(Excerpts from segmentation records)
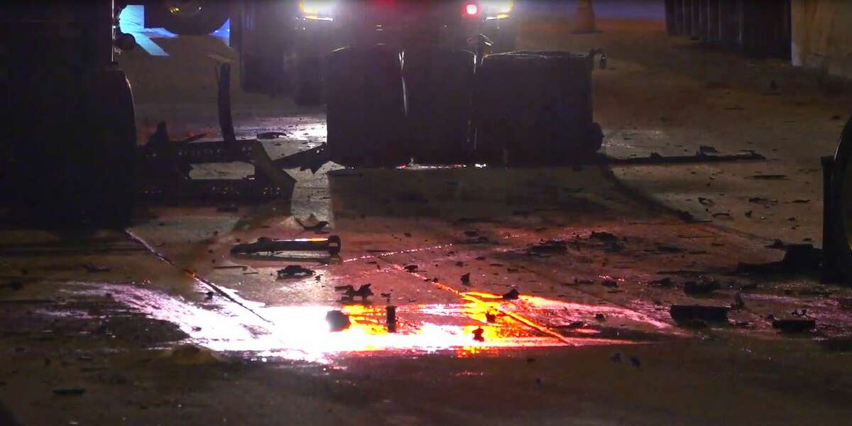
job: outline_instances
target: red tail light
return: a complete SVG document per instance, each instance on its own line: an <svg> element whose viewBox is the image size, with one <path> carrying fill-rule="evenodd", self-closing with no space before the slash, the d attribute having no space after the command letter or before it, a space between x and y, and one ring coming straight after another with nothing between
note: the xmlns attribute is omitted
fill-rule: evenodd
<svg viewBox="0 0 852 426"><path fill-rule="evenodd" d="M464 14L466 16L476 16L479 14L479 4L476 4L475 2L464 3Z"/></svg>

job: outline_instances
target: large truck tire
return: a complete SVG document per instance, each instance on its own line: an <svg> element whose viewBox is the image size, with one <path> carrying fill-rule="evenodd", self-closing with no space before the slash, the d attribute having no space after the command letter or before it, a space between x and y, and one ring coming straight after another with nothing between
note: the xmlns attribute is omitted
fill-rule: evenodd
<svg viewBox="0 0 852 426"><path fill-rule="evenodd" d="M514 164L587 160L603 135L593 121L590 53L490 55L477 71L476 150Z"/></svg>
<svg viewBox="0 0 852 426"><path fill-rule="evenodd" d="M164 28L181 36L210 34L231 17L233 2L226 0L154 0L147 7Z"/></svg>
<svg viewBox="0 0 852 426"><path fill-rule="evenodd" d="M89 124L82 144L92 155L81 161L79 187L84 219L123 228L133 217L136 193L136 124L133 93L124 72L108 69L90 76Z"/></svg>
<svg viewBox="0 0 852 426"><path fill-rule="evenodd" d="M15 132L20 220L43 227L114 227L133 214L135 119L121 71L23 80Z"/></svg>
<svg viewBox="0 0 852 426"><path fill-rule="evenodd" d="M290 89L293 102L300 106L316 106L323 102L322 59L296 58L290 70Z"/></svg>
<svg viewBox="0 0 852 426"><path fill-rule="evenodd" d="M472 52L417 47L403 52L406 153L418 163L466 163L473 157Z"/></svg>
<svg viewBox="0 0 852 426"><path fill-rule="evenodd" d="M331 159L346 166L408 162L400 54L388 46L338 49L325 66L326 125Z"/></svg>
<svg viewBox="0 0 852 426"><path fill-rule="evenodd" d="M832 165L823 242L832 268L852 282L852 118L846 123Z"/></svg>

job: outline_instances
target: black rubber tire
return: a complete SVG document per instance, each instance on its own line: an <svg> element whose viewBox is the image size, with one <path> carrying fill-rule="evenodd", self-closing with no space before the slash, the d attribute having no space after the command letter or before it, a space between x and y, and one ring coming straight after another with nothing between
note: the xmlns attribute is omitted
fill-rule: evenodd
<svg viewBox="0 0 852 426"><path fill-rule="evenodd" d="M161 8L163 26L179 36L201 36L218 30L231 17L230 2L200 1L201 10L198 14L183 17L172 14L168 10L168 2L153 2L150 7Z"/></svg>
<svg viewBox="0 0 852 426"><path fill-rule="evenodd" d="M417 47L403 52L406 153L421 164L467 163L473 155L472 52Z"/></svg>
<svg viewBox="0 0 852 426"><path fill-rule="evenodd" d="M852 282L852 218L847 223L845 218L852 215L852 176L847 181L846 176L852 174L852 118L846 123L838 144L832 167L831 183L828 187L828 203L826 216L829 221L831 233L826 252L831 256L830 264L837 268L847 282Z"/></svg>
<svg viewBox="0 0 852 426"><path fill-rule="evenodd" d="M353 167L394 167L408 162L399 52L388 46L338 49L325 67L328 149Z"/></svg>
<svg viewBox="0 0 852 426"><path fill-rule="evenodd" d="M476 150L514 164L583 162L601 148L588 54L512 52L477 71Z"/></svg>

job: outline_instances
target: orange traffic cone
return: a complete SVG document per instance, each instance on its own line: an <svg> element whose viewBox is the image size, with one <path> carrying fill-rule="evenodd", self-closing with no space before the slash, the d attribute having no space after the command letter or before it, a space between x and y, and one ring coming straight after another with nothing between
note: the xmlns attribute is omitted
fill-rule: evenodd
<svg viewBox="0 0 852 426"><path fill-rule="evenodd" d="M577 2L577 12L574 13L573 28L571 32L574 34L589 34L597 32L595 28L595 9L591 7L591 0L579 0Z"/></svg>

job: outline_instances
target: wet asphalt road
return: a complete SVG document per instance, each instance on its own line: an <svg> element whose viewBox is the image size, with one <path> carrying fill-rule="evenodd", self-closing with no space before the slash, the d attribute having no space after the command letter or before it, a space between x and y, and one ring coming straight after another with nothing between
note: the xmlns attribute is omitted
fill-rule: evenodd
<svg viewBox="0 0 852 426"><path fill-rule="evenodd" d="M541 43L544 30L527 39ZM176 136L215 138L214 92L201 89L211 67L185 59L227 51L215 39L163 45L170 60L123 60L141 130L167 119ZM238 136L288 134L264 142L273 158L324 141L321 111L235 100ZM601 120L641 115L623 103L602 101ZM605 128L619 136L607 140L613 153L619 143L659 148L626 124ZM248 172L212 164L193 176ZM656 193L625 173L329 164L294 172L291 203L150 205L126 233L4 229L0 399L32 424L843 424L849 291L820 285L813 271L736 273L739 262L783 256L765 247L771 233L684 222L678 205L649 199ZM328 222L328 233L296 219ZM260 236L330 234L343 239L338 257L229 252ZM312 273L278 278L294 264ZM708 280L719 288L684 291ZM374 293L366 302L335 289L365 284ZM504 298L513 289L518 297ZM727 322L683 326L669 314L738 297ZM330 310L347 314L348 328L331 331ZM780 333L770 314L817 326Z"/></svg>

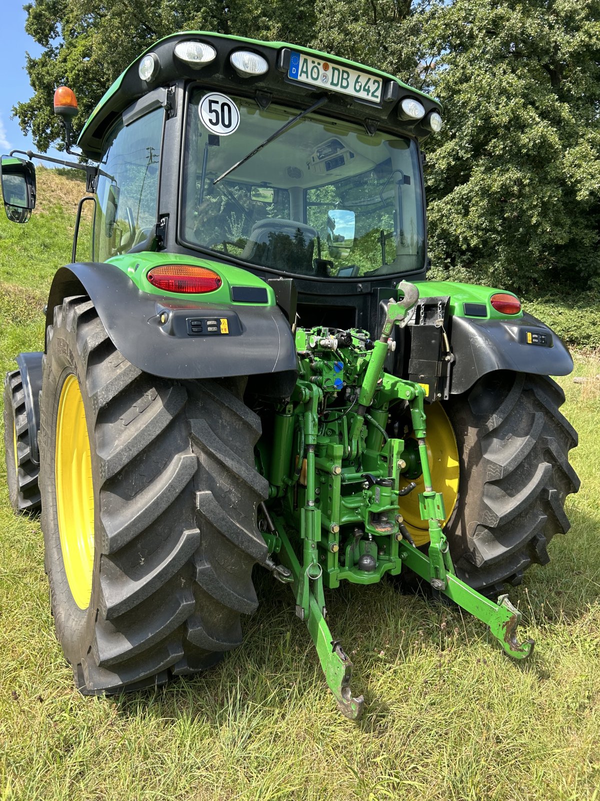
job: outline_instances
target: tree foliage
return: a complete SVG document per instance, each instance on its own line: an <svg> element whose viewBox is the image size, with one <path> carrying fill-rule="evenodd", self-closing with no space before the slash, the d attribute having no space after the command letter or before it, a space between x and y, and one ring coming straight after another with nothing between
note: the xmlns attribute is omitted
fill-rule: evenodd
<svg viewBox="0 0 600 801"><path fill-rule="evenodd" d="M131 59L180 30L308 45L398 74L444 103L426 143L438 277L600 292L600 0L33 0L34 96L14 110L46 149L55 87L81 126Z"/></svg>

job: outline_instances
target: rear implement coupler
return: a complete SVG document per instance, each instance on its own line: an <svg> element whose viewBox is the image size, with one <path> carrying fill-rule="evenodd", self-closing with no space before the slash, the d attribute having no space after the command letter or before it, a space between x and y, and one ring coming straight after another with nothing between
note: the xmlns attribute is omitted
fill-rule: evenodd
<svg viewBox="0 0 600 801"><path fill-rule="evenodd" d="M290 584L327 683L352 719L363 698L352 694L352 664L326 622L324 590L343 580L372 584L410 568L486 623L510 656L524 658L534 647L532 640L517 640L521 615L507 596L494 603L455 574L442 530L444 499L431 481L425 390L384 371L393 328L406 324L418 300L413 284L402 282L399 289L403 298L389 301L377 340L357 329L296 331L298 379L276 411L270 450L259 454L270 481L269 500L259 509L271 554L266 566ZM406 420L403 438L386 432L392 407ZM424 485L418 501L429 528L426 554L414 545L398 506L415 489L406 478L417 473Z"/></svg>

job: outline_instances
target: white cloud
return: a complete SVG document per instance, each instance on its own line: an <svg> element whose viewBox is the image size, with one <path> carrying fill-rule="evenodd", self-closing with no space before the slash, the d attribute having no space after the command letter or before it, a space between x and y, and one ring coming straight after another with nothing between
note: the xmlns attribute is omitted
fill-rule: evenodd
<svg viewBox="0 0 600 801"><path fill-rule="evenodd" d="M11 150L10 143L6 139L6 129L4 127L2 116L0 116L0 150L2 152Z"/></svg>

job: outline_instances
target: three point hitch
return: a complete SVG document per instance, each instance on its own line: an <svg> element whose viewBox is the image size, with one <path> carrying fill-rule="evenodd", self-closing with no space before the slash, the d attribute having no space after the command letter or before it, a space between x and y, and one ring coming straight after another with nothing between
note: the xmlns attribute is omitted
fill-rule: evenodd
<svg viewBox="0 0 600 801"><path fill-rule="evenodd" d="M336 587L341 580L369 584L384 573L398 575L409 568L486 623L509 656L523 659L534 649L533 640L517 639L521 614L506 595L494 602L456 576L442 531L444 499L432 485L425 391L383 371L394 326L406 324L418 300L412 284L402 282L399 289L403 300L390 300L381 336L375 342L368 340L368 348L362 332L302 332L300 378L291 404L282 410L282 433L277 442L285 447L284 433L292 430L295 413L297 461L291 477L271 470L270 497L277 498L278 505L267 509L261 505L267 529L263 536L281 562L276 566L270 557L266 566L279 581L290 583L296 614L308 627L327 684L341 712L353 720L360 717L364 699L352 693L352 663L326 620L324 588ZM339 403L342 385L347 405L327 410L330 398ZM398 513L398 497L414 485L399 486L400 472L406 468L401 457L404 441L385 431L393 404L406 405L416 440L423 485L418 507L429 529L426 554L414 545ZM287 441L291 443L291 435ZM291 456L291 444L289 449Z"/></svg>

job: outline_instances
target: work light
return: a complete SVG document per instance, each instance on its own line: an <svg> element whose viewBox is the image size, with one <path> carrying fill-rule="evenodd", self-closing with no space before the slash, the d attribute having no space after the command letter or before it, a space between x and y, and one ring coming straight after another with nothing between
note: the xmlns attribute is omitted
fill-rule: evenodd
<svg viewBox="0 0 600 801"><path fill-rule="evenodd" d="M250 50L236 50L230 57L231 65L242 78L250 75L264 75L269 69L266 58Z"/></svg>
<svg viewBox="0 0 600 801"><path fill-rule="evenodd" d="M432 111L427 119L423 120L423 125L434 134L438 134L442 131L442 117L437 111Z"/></svg>
<svg viewBox="0 0 600 801"><path fill-rule="evenodd" d="M139 62L138 73L142 81L152 81L158 74L160 62L156 53L148 53Z"/></svg>
<svg viewBox="0 0 600 801"><path fill-rule="evenodd" d="M203 42L178 42L175 55L194 70L199 70L217 58L217 51L211 45Z"/></svg>
<svg viewBox="0 0 600 801"><path fill-rule="evenodd" d="M424 114L422 103L414 98L405 98L398 110L398 115L401 119L421 119Z"/></svg>

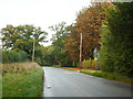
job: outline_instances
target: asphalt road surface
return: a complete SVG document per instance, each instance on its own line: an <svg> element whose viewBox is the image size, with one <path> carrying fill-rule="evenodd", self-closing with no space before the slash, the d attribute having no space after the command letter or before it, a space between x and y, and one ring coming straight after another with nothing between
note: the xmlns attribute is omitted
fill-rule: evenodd
<svg viewBox="0 0 133 99"><path fill-rule="evenodd" d="M131 85L61 68L43 69L42 97L131 97Z"/></svg>

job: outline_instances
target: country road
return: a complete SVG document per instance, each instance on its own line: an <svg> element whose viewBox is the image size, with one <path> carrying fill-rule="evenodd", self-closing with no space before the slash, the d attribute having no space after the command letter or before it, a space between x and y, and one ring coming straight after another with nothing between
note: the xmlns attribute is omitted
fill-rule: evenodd
<svg viewBox="0 0 133 99"><path fill-rule="evenodd" d="M78 72L43 67L42 97L131 97L131 86Z"/></svg>

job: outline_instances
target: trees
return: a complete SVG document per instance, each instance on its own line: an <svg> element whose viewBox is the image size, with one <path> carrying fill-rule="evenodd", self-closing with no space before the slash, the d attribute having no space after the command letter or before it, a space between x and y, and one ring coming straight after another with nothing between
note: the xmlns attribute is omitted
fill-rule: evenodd
<svg viewBox="0 0 133 99"><path fill-rule="evenodd" d="M45 42L47 32L41 28L33 25L7 25L1 30L2 33L2 46L3 48L11 48L13 51L22 50L28 53L28 57L31 59L33 41L35 46L40 46L40 42Z"/></svg>
<svg viewBox="0 0 133 99"><path fill-rule="evenodd" d="M93 58L94 48L100 50L100 29L105 19L106 4L95 4L82 9L76 16L75 24L69 28L66 50L73 62L79 62L80 33L83 35L82 59Z"/></svg>
<svg viewBox="0 0 133 99"><path fill-rule="evenodd" d="M53 34L51 41L53 46L53 55L54 55L54 63L61 64L61 66L66 66L70 63L68 57L68 52L64 47L65 37L66 37L66 30L65 30L65 22L61 22L54 26L50 26L52 31L55 32Z"/></svg>
<svg viewBox="0 0 133 99"><path fill-rule="evenodd" d="M101 66L105 72L132 76L133 2L114 3L108 9L101 38Z"/></svg>

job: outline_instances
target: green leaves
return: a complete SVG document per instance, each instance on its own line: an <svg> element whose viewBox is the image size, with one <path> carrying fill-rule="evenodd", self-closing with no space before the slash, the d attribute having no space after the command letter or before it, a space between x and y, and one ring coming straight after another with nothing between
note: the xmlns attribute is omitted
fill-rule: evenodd
<svg viewBox="0 0 133 99"><path fill-rule="evenodd" d="M103 25L101 36L101 66L105 72L116 72L132 76L133 44L132 31L133 2L114 3L114 8L108 9L106 24ZM132 37L132 38L131 38ZM130 64L129 64L130 63Z"/></svg>

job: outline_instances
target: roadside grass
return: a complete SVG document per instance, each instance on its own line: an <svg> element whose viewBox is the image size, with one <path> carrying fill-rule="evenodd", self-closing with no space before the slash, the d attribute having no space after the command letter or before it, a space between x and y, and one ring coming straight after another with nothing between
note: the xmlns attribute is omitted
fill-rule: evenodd
<svg viewBox="0 0 133 99"><path fill-rule="evenodd" d="M43 69L37 63L22 63L23 67L19 67L20 64L14 65L18 69L23 70L4 73L2 97L40 97L43 86ZM13 68L14 65L11 64L10 68Z"/></svg>
<svg viewBox="0 0 133 99"><path fill-rule="evenodd" d="M126 84L132 84L132 80L133 80L133 78L130 78L127 76L123 76L116 73L104 73L104 72L95 72L95 70L81 70L80 73L96 76L96 77L102 77L110 80L122 81Z"/></svg>
<svg viewBox="0 0 133 99"><path fill-rule="evenodd" d="M95 77L101 77L101 78L105 78L105 79L110 79L110 80L116 80L116 81L121 81L121 82L125 82L125 84L133 84L133 78L130 78L127 76L123 76L120 74L115 74L115 73L104 73L101 70L93 70L93 69L85 69L82 68L81 70L79 68L72 68L72 67L62 67L63 69L68 69L68 70L75 70L75 72L80 72L83 74L88 74L88 75L92 75Z"/></svg>

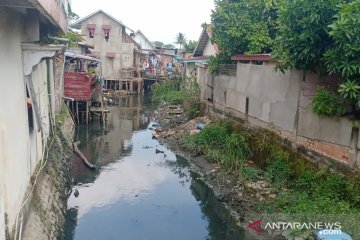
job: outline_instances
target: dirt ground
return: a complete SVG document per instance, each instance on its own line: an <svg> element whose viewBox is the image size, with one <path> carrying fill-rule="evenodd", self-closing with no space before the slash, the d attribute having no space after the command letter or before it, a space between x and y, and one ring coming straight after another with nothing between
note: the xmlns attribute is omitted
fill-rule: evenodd
<svg viewBox="0 0 360 240"><path fill-rule="evenodd" d="M155 112L155 118L159 125L151 127L154 131L154 138L157 138L176 154L188 159L191 169L201 176L214 191L219 201L223 202L230 210L237 224L248 230L248 225L258 220L260 216L252 210L251 206L259 201L276 197L270 183L265 179L255 182L240 182L235 173L227 172L218 164L209 162L202 156L194 156L180 147L179 140L184 133L197 134L201 131L198 129L199 124L206 126L211 123L207 117L198 117L188 121L188 117L180 105L170 105L159 107ZM250 231L252 230L250 229ZM263 232L256 233L255 239L283 239L274 235L269 237Z"/></svg>

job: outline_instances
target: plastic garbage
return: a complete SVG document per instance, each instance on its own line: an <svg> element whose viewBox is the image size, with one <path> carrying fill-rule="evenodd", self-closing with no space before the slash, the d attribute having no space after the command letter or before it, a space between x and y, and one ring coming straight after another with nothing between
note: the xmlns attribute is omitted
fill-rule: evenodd
<svg viewBox="0 0 360 240"><path fill-rule="evenodd" d="M199 129L199 130L204 129L204 124L202 124L202 123L196 124L196 129Z"/></svg>

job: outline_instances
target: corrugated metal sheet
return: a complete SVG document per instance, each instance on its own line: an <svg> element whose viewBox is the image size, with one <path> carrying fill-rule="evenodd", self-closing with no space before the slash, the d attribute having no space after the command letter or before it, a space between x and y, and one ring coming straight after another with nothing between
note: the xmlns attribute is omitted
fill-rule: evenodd
<svg viewBox="0 0 360 240"><path fill-rule="evenodd" d="M65 97L75 101L88 101L91 98L91 81L85 73L70 72L64 74Z"/></svg>

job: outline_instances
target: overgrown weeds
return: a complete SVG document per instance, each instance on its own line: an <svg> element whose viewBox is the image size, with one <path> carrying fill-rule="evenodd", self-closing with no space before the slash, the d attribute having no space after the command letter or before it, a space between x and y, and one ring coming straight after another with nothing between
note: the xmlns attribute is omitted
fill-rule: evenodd
<svg viewBox="0 0 360 240"><path fill-rule="evenodd" d="M153 84L151 92L154 102L182 104L189 119L200 115L200 87L196 80L167 79Z"/></svg>
<svg viewBox="0 0 360 240"><path fill-rule="evenodd" d="M180 145L233 172L239 181L266 179L277 192L275 199L257 204L256 210L283 213L359 213L360 181L354 177L316 169L285 149L265 130L234 129L215 122L199 134L185 134ZM251 160L256 166L249 166Z"/></svg>

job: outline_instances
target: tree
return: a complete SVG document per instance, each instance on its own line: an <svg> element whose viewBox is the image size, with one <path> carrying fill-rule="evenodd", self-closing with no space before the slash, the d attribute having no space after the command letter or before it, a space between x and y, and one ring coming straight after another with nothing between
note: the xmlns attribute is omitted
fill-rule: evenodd
<svg viewBox="0 0 360 240"><path fill-rule="evenodd" d="M177 35L176 35L176 44L179 44L179 49L181 50L182 49L182 46L184 46L186 44L186 37L185 37L185 34L179 32Z"/></svg>
<svg viewBox="0 0 360 240"><path fill-rule="evenodd" d="M189 40L184 44L184 48L188 52L193 52L194 49L196 48L196 45L197 45L197 41Z"/></svg>
<svg viewBox="0 0 360 240"><path fill-rule="evenodd" d="M273 57L280 70L312 70L323 65L333 43L328 25L342 0L280 0Z"/></svg>
<svg viewBox="0 0 360 240"><path fill-rule="evenodd" d="M343 4L329 26L333 44L324 54L330 73L360 83L360 1Z"/></svg>
<svg viewBox="0 0 360 240"><path fill-rule="evenodd" d="M269 0L216 0L211 14L212 42L223 54L269 53L275 38L276 11Z"/></svg>
<svg viewBox="0 0 360 240"><path fill-rule="evenodd" d="M69 12L68 12L68 22L69 22L69 25L70 23L78 20L80 17L79 15L77 15L76 13L74 13L73 11L71 11L71 9L69 9Z"/></svg>
<svg viewBox="0 0 360 240"><path fill-rule="evenodd" d="M333 40L324 54L330 73L340 75L343 82L339 93L351 102L352 110L359 115L360 108L360 1L343 4L329 26Z"/></svg>
<svg viewBox="0 0 360 240"><path fill-rule="evenodd" d="M237 54L270 53L275 39L276 9L273 0L215 0L211 14L212 43L220 53L209 60L211 72Z"/></svg>
<svg viewBox="0 0 360 240"><path fill-rule="evenodd" d="M158 48L161 48L164 46L164 43L160 42L160 41L154 41L153 44L155 45L155 47L158 47Z"/></svg>
<svg viewBox="0 0 360 240"><path fill-rule="evenodd" d="M163 48L171 48L171 49L174 49L175 46L172 45L172 44L165 44L165 45L163 46Z"/></svg>

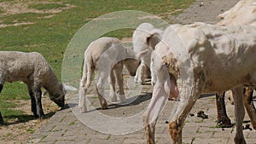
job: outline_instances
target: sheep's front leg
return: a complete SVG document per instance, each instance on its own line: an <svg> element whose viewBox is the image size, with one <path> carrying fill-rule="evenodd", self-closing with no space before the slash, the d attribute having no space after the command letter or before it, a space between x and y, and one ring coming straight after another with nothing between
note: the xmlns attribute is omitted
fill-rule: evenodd
<svg viewBox="0 0 256 144"><path fill-rule="evenodd" d="M104 84L107 81L108 76L109 73L103 72L99 72L98 79L96 80L96 91L98 94L99 101L102 109L108 108L108 103L105 99L105 90L104 90Z"/></svg>
<svg viewBox="0 0 256 144"><path fill-rule="evenodd" d="M137 67L136 75L134 77L134 82L143 84L144 83L144 73L146 69L146 64L142 61L141 65Z"/></svg>
<svg viewBox="0 0 256 144"><path fill-rule="evenodd" d="M34 98L36 101L36 107L37 107L37 115L39 117L39 118L44 118L44 113L43 112L43 107L42 107L42 91L40 88L37 88L36 89L33 90L34 94Z"/></svg>
<svg viewBox="0 0 256 144"><path fill-rule="evenodd" d="M38 118L39 115L37 113L37 104L32 83L27 84L26 88L31 99L31 111L33 112L35 118Z"/></svg>
<svg viewBox="0 0 256 144"><path fill-rule="evenodd" d="M117 83L119 88L119 100L120 101L125 101L124 91L124 78L123 78L123 62L119 62L114 67L115 76L117 78Z"/></svg>
<svg viewBox="0 0 256 144"><path fill-rule="evenodd" d="M230 128L232 127L232 124L227 115L224 95L225 92L224 92L222 95L216 94L218 124L222 127Z"/></svg>
<svg viewBox="0 0 256 144"><path fill-rule="evenodd" d="M168 95L165 92L164 88L154 85L153 89L153 97L151 98L148 109L143 116L148 144L155 143L154 130L157 118L161 112L165 102L166 102L167 98Z"/></svg>
<svg viewBox="0 0 256 144"><path fill-rule="evenodd" d="M114 67L115 68L115 67ZM115 94L115 77L113 73L113 69L111 70L110 77L109 77L109 97L111 101L117 101L117 97Z"/></svg>
<svg viewBox="0 0 256 144"><path fill-rule="evenodd" d="M3 84L0 84L0 93L1 93L1 91L2 91L2 89L3 89ZM0 124L4 124L4 121L3 121L3 117L2 117L2 113L1 113L1 112L0 112Z"/></svg>
<svg viewBox="0 0 256 144"><path fill-rule="evenodd" d="M232 89L234 103L235 103L235 116L236 121L236 133L235 136L236 144L246 144L242 133L242 122L245 116L245 111L242 101L242 88L236 88Z"/></svg>
<svg viewBox="0 0 256 144"><path fill-rule="evenodd" d="M253 89L246 87L243 94L243 104L250 117L252 125L256 130L256 109L253 101Z"/></svg>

Request: Pull out every line in the entries above that contains the word "light". Treat uppercase and lowercase as different.

Written response:
target: red tail light
target: work light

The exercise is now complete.